EXERCISE PROMPT ->
How many lines in the records below contain the string "roof", matching case exactly? Reply with the number alone.

Stored entries:
** START **

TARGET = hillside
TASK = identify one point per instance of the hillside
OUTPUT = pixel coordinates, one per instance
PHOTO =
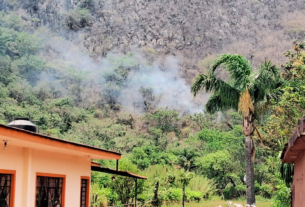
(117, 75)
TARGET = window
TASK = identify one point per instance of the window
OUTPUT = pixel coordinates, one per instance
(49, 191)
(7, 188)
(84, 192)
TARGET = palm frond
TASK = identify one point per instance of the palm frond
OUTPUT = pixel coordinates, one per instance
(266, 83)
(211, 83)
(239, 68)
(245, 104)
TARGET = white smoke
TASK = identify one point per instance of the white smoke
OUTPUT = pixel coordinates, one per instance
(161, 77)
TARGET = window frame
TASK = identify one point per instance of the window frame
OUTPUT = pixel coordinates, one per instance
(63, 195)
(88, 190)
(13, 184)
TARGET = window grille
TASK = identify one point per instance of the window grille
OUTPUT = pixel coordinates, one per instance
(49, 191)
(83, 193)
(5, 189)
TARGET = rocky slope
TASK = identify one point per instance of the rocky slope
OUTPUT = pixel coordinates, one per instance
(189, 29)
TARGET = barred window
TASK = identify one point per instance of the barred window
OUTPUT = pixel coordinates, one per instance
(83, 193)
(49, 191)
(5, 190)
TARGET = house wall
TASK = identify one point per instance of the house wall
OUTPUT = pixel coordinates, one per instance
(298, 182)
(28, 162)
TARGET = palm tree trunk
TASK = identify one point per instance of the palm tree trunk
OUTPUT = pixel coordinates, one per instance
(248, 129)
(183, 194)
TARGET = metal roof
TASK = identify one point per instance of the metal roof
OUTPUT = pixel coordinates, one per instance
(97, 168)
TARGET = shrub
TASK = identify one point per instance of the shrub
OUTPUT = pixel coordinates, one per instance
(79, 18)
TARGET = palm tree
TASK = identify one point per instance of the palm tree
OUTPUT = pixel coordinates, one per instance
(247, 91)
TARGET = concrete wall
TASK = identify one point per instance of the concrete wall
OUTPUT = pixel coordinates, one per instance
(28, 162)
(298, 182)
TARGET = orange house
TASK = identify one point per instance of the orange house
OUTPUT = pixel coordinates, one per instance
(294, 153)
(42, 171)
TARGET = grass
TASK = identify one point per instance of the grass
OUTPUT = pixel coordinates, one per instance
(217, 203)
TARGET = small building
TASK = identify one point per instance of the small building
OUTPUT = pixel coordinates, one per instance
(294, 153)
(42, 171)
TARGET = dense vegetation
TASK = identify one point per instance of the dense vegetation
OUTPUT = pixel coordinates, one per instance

** END **
** START **

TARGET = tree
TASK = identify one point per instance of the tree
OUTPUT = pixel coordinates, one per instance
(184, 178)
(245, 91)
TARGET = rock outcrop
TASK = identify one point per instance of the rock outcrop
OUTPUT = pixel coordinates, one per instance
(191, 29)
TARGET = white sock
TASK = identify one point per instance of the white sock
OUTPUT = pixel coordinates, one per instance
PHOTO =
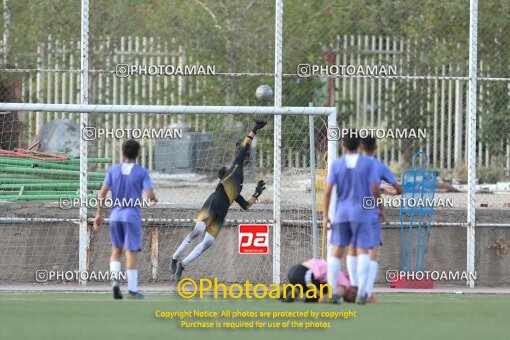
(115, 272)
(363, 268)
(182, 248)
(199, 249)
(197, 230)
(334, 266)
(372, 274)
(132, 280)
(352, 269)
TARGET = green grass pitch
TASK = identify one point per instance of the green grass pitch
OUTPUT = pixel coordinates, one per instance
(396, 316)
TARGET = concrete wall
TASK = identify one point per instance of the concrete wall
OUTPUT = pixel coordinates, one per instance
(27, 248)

** END **

TASK SOLUTION ->
2